── SOURCE DOCUMENT ──
I’m post gratuate in Computers and I work as software Tester, basically, I’m interested in Data visuals and I want to register for Phd in Data Visuals…So kindly let me know study materials and Conferences which I should be following… Thanks for your help.
think like a statistician: Kaiser Fung (from junkcharts) just wrote a book about it
Great post! Thank you for sharing your insight!
Interesting read! Will keep your thoughts in mind for an upcoming project. Cheers!
This is one of the better posts on statistics (and data analysis in general) that I’ve read in some time. Well done.
Excellent post! Pretty much summarizes the important topics anyone working with data has to keep in mind. I would also include “Explain Why” – another important ability. It takes a lot of time and effort to perform analysis on data, especially data in which we are not familiar. Articulating results can make the analysis much more powerful!
───
── GIVEN MATERIAL ──
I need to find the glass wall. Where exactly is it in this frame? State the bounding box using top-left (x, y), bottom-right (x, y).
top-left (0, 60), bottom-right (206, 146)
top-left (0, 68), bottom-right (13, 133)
───
STATED PROBLEM
Print the reader comments on the data analysis post in full, word for word. The material has nothing to do with the reader comments.

RESPONSE TO THE EXERCISE
I’m post gratuate in Computers and I work as software Tester, basically, I’m interested in Data visuals and I want to register for Phd in Data Visuals…So kindly let me know study materials and Conferences which I should be following… Thanks for your help.
think like a statistician: Kaiser Fung (from junkcharts) just wrote a book about it
Great post! Thank you for sharing your insight!
Interesting read! Will keep your thoughts in mind for an upcoming project. Cheers!
This is one of the better posts on statistics (and data analysis in general) that I’ve read in some time. Well done.
Excellent post! Pretty much summarizes the important topics anyone working with data has to keep in mind. I would also include “Explain Why” – another important ability. It takes a lot of time and effort to perform analysis on data, especially data in which we are not familiar. Articulating results can make the analysis much more powerful!